[Ziel der Aufgabe 1]
Fasse das Interview in zwei Sätzen zusammen.
[Ziel der Aufgabe 2]
Stimmen die folgenden Aussagen mit dem Interview überein? Antworte jeweils mit Ja oder Nein und zitiere die entscheidenden Worte.
(a) Chipaumire sagt, dass sie in New York nie Zeit hat.
(b) Laut Chipaumire verbringt man in Simbabwe mehr Zeit in den sozialen Medien.
(c) Chipaumire empfindet die digitale Welt ausschließlich als effizient.
[Ziel der Aufgabe 3]
Schreib bitte aus dem Interview wortgetreu alles ab, von „Nora Chipaumire über“ bis hinunter zu „beide Welten wahr?“.

[Textabschnitt]
++++++

Nora Chipaumire über ihre Entkolonialisierung
Interview: Esther Boldt
Interview: Esther Boldt
Esther Boldt: Sie leben in Brooklyn und in Simbabwe. Wie nehmen Sie beide Welten wahr?
Nora Chipaumire: Ich lebe in verschiedenen Zeiten und Regionen gleichzeitig, da ich Afrikanerin bin, aus Simbabwe komme, aber auch in Brooklyn, New York lebe. Ich bewege mich zwischen unterschiedlichen Gangarten. Wenn ich in Simbabwe bin, vermisse ich den Zugang zur digitalen Welt und ihre Geschwindigkeit, dieses Gefühl, dass alles nur einen Klick entfernt ist. Aber man gewinnt auch viel Zeit als irgendwie physisches Material, während ich, wenn ich in New York bin, nie Zeit habe, es ist, als wäre die Zeit Äther, sie verschwindet einfach. In Simbabwe verbringt man mehr Zeit mit Menschen, persönlich, nicht in den sozialen Medien. Der Rhythmus und die Geschwindigkeit der digitalen Welt fühlen sich einerseits effizient an, aber auch entmenschlichend, daher bin ich dankbar, dass ich in zwei unterschiedlichen Räumen zugleich leben kann. Das macht meine Arbeit zu dem dritten Raum, die sie ist.
EB: Wie oft reisen Sie zwischen New York und Simbabwe?

++++++

[Datenzeilen]
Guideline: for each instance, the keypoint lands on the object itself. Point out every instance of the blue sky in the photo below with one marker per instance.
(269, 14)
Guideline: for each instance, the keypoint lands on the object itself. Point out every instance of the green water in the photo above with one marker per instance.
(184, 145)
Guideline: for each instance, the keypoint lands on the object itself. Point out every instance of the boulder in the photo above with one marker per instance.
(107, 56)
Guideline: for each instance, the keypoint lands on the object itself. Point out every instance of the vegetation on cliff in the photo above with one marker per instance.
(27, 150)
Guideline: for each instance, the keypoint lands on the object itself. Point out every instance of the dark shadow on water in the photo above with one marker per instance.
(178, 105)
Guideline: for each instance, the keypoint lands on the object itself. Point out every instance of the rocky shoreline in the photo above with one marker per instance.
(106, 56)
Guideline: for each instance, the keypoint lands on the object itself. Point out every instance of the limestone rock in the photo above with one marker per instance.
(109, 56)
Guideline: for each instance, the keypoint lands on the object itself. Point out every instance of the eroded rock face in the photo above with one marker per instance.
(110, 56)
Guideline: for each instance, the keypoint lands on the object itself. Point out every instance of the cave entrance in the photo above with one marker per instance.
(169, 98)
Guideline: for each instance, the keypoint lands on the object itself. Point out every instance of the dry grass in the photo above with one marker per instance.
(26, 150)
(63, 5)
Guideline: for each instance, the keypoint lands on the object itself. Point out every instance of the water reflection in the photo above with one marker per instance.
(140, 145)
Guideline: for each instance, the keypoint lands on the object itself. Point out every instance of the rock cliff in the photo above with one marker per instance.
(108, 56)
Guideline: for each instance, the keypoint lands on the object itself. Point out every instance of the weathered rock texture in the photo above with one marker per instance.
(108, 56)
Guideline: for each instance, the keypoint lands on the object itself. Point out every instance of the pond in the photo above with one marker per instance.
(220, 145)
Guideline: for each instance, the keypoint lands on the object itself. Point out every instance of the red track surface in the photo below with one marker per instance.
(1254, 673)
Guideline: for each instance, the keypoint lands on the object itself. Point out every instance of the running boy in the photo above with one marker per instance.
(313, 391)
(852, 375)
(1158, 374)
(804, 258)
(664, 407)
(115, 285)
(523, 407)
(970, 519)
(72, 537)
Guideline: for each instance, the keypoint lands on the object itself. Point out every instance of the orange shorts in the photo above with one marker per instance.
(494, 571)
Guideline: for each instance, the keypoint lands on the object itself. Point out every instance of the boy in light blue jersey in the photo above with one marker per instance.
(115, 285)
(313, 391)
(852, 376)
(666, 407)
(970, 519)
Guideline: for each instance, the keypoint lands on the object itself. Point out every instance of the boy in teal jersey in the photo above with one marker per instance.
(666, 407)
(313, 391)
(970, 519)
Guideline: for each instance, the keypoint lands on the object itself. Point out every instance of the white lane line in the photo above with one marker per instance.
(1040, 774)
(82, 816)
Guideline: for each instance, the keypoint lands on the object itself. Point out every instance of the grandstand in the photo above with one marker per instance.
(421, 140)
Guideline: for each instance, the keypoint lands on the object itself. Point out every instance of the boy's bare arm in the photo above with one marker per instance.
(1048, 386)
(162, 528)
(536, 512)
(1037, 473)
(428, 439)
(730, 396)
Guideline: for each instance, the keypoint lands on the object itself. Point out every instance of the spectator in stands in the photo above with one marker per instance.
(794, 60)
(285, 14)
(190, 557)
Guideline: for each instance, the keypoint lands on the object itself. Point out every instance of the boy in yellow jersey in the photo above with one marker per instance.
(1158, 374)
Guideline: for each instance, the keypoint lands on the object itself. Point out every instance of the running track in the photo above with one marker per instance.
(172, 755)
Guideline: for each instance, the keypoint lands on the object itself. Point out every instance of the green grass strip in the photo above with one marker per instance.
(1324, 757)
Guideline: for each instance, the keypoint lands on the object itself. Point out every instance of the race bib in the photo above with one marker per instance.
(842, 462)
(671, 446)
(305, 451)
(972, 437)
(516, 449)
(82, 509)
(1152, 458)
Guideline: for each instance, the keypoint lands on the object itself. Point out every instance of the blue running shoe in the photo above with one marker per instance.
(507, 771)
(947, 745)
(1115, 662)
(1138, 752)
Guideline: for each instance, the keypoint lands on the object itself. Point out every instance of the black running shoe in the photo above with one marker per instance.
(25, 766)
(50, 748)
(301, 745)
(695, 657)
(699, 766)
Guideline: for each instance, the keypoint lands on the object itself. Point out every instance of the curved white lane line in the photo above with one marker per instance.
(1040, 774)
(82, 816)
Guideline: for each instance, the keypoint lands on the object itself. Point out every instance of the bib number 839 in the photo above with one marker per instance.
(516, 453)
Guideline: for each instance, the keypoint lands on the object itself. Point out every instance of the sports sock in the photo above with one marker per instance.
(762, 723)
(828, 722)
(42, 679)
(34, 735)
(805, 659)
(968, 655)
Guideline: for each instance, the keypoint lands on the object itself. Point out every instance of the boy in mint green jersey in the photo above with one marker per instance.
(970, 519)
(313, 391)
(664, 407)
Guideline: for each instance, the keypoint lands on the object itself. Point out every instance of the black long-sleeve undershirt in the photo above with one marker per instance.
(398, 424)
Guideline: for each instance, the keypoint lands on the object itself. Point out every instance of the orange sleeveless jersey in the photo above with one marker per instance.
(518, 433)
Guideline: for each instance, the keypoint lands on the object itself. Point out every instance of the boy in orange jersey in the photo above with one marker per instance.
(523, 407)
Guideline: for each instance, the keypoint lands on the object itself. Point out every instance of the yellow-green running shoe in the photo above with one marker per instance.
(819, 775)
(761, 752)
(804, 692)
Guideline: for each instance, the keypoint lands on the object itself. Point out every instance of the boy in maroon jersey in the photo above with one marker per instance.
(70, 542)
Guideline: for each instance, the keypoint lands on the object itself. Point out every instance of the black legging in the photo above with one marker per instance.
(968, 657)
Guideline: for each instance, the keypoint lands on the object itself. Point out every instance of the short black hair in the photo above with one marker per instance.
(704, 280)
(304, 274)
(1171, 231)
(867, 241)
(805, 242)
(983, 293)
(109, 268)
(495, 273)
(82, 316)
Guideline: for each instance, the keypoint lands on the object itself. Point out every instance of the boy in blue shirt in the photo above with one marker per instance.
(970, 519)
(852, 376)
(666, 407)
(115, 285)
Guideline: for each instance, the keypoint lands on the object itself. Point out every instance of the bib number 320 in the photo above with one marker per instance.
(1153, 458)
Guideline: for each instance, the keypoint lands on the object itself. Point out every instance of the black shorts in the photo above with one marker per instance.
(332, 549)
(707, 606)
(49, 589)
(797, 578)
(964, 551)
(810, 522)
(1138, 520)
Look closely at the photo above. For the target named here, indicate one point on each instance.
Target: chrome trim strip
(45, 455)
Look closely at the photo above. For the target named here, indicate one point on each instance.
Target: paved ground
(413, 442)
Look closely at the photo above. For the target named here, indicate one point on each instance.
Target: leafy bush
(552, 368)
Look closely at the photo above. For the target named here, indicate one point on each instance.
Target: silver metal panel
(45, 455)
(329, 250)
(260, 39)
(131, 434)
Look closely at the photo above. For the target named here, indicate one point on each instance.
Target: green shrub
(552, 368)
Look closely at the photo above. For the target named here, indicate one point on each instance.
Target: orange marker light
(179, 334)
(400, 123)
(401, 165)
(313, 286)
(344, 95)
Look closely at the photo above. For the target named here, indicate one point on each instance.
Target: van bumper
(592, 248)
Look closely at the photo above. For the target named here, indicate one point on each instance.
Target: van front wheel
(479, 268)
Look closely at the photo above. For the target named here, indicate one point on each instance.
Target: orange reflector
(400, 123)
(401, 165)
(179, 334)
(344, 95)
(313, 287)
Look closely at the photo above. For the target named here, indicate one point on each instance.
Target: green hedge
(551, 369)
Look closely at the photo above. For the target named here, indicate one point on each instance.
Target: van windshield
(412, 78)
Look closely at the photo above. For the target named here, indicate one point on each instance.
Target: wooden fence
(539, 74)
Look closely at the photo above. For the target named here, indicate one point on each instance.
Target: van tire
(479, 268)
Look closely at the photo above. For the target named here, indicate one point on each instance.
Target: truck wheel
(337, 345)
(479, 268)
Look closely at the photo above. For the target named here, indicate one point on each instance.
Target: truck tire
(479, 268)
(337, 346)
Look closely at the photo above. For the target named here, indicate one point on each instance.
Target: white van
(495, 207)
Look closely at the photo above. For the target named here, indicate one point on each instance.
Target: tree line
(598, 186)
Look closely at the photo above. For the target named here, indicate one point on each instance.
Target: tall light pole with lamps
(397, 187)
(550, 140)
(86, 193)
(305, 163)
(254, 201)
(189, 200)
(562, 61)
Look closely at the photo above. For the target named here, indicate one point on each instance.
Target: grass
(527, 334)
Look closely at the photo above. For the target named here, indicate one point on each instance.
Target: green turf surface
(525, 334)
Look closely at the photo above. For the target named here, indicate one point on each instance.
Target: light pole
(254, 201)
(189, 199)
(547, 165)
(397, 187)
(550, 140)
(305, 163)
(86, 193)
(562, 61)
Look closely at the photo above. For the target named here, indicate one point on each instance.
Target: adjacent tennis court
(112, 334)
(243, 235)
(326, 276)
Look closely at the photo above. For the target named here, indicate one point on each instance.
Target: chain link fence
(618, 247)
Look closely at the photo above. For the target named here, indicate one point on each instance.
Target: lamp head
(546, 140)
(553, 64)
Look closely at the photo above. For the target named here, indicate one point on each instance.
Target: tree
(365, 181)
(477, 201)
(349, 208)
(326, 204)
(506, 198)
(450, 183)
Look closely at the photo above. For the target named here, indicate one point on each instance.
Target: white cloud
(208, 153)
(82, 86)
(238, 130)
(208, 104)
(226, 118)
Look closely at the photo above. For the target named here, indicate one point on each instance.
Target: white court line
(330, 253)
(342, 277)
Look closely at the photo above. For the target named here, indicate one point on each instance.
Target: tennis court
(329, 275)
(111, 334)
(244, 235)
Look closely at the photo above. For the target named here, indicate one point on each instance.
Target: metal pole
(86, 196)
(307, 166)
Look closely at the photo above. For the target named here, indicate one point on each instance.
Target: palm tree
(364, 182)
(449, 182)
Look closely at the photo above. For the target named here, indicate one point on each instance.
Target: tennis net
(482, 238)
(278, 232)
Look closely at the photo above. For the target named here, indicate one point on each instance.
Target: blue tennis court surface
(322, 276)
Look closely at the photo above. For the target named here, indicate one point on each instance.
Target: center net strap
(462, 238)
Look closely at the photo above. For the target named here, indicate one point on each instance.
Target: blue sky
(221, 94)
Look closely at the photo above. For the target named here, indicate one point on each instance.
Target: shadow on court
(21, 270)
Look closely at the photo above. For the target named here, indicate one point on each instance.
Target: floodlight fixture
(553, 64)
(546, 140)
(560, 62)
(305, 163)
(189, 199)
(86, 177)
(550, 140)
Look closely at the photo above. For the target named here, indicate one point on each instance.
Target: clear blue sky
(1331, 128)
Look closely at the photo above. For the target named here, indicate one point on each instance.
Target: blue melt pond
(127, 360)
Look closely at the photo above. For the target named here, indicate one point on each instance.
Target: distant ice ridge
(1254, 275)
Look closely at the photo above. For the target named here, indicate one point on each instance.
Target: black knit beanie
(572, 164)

++++++

[Richtige Antwort 1]
Nora Chipaumire kommt als Afrikanerin aus Simbabwe, lebt aber auch in Brooklyn, New York, und bewegt sich dadurch zwischen unterschiedlichen Zeiten und Gangarten: In Simbabwe vermisst sie die Geschwindigkeit der digitalen Welt, gewinnt aber Zeit und verbringt sie persönlich mit Menschen, während ihr in New York die Zeit einfach verschwindet. Den Rhythmus der digitalen Welt empfindet sie als effizient, aber auch als entmenschlichend, weshalb sie dankbar ist, in zwei Räumen zugleich zu leben, was ihre Arbeit zum dritten Raum macht.

[Richtige Antwort 2]
(a) Ja: „wenn ich in New York bin, nie Zeit habe“
(b) Nein: „In Simbabwe verbringt man mehr Zeit mit Menschen, persönlich, nicht in den sozialen Medien.“
(c) Nein: „Der Rhythmus und die Geschwindigkeit der digitalen Welt fühlen sich einerseits effizient an, aber auch entmenschlichend“

[Richtige Antwort 3]
Nora Chipaumire über ihre Entkolonialisierung
Interview: Esther Boldt
Interview: Esther Boldt
Esther Boldt: Sie leben in Brooklyn und in Simbabwe. Wie nehmen Sie beide Welten wahr?